[Data records]

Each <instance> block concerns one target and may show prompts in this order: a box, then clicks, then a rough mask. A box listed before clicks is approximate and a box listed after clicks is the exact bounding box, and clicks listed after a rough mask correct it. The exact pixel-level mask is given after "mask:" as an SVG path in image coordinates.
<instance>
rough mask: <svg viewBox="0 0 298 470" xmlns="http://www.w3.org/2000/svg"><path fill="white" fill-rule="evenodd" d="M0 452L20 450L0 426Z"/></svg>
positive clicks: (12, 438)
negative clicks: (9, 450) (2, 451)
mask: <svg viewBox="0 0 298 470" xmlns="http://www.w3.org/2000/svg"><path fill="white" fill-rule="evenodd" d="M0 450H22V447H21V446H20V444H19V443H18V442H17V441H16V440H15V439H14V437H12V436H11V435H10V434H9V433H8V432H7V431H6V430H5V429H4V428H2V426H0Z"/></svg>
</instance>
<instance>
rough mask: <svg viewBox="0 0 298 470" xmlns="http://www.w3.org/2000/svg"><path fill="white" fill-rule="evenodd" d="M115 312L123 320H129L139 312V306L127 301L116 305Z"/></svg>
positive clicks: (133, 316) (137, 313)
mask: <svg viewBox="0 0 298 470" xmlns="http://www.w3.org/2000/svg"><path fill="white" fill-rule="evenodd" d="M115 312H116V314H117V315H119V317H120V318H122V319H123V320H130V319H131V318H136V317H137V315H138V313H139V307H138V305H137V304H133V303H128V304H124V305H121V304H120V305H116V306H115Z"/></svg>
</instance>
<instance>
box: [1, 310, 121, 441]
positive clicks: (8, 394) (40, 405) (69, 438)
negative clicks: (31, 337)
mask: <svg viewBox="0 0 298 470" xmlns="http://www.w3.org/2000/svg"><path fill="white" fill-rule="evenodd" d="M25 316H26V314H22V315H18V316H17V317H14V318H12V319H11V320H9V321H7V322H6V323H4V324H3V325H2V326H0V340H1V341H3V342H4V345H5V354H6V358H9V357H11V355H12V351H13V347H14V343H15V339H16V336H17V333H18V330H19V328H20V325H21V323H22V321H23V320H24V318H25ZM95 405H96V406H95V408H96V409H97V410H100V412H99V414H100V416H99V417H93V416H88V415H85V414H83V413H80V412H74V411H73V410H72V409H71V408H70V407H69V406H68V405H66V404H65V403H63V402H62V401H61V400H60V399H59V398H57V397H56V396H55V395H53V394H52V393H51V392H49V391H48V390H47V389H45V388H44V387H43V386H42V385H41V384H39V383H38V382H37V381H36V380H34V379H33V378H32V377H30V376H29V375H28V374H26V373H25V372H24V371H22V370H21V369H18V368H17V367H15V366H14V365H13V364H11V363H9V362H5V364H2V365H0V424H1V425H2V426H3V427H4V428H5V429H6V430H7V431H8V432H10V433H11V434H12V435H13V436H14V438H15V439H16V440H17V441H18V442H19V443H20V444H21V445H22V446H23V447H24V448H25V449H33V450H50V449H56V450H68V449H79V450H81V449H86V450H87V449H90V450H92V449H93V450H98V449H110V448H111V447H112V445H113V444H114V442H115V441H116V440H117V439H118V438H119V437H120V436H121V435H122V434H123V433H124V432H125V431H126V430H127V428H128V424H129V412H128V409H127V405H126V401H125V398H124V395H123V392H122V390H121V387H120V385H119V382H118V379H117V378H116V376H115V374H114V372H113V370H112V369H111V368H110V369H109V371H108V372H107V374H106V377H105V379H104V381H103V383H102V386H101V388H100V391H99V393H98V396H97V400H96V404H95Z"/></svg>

[/Data records]

§ Task directions: Take the lines from the first line of the listing up to and including the line with "312L123 320H129L139 312V306L127" and give them again exactly.

§ Solution for this task:
Each <instance> block concerns one target and may show prompts in this order: a box, then clicks, then a rough mask. A box listed before clicks is approximate and a box listed after clicks is the exact bounding box, and clicks listed after a rough mask correct it. The exact pixel-level mask is given after "mask:" as an SVG path in image coordinates.
<instance>
rough mask: <svg viewBox="0 0 298 470" xmlns="http://www.w3.org/2000/svg"><path fill="white" fill-rule="evenodd" d="M0 452L20 450L0 426Z"/></svg>
positive clicks: (12, 438)
negative clicks: (9, 450) (2, 451)
mask: <svg viewBox="0 0 298 470" xmlns="http://www.w3.org/2000/svg"><path fill="white" fill-rule="evenodd" d="M0 450H22V447H21V446H20V444H19V443H18V442H17V441H16V440H15V439H14V437H12V436H11V435H10V434H9V433H8V432H7V431H6V430H5V429H4V428H2V426H0Z"/></svg>
</instance>
<instance>
rough mask: <svg viewBox="0 0 298 470" xmlns="http://www.w3.org/2000/svg"><path fill="white" fill-rule="evenodd" d="M115 312L123 320H129L139 312V306L127 301L116 305Z"/></svg>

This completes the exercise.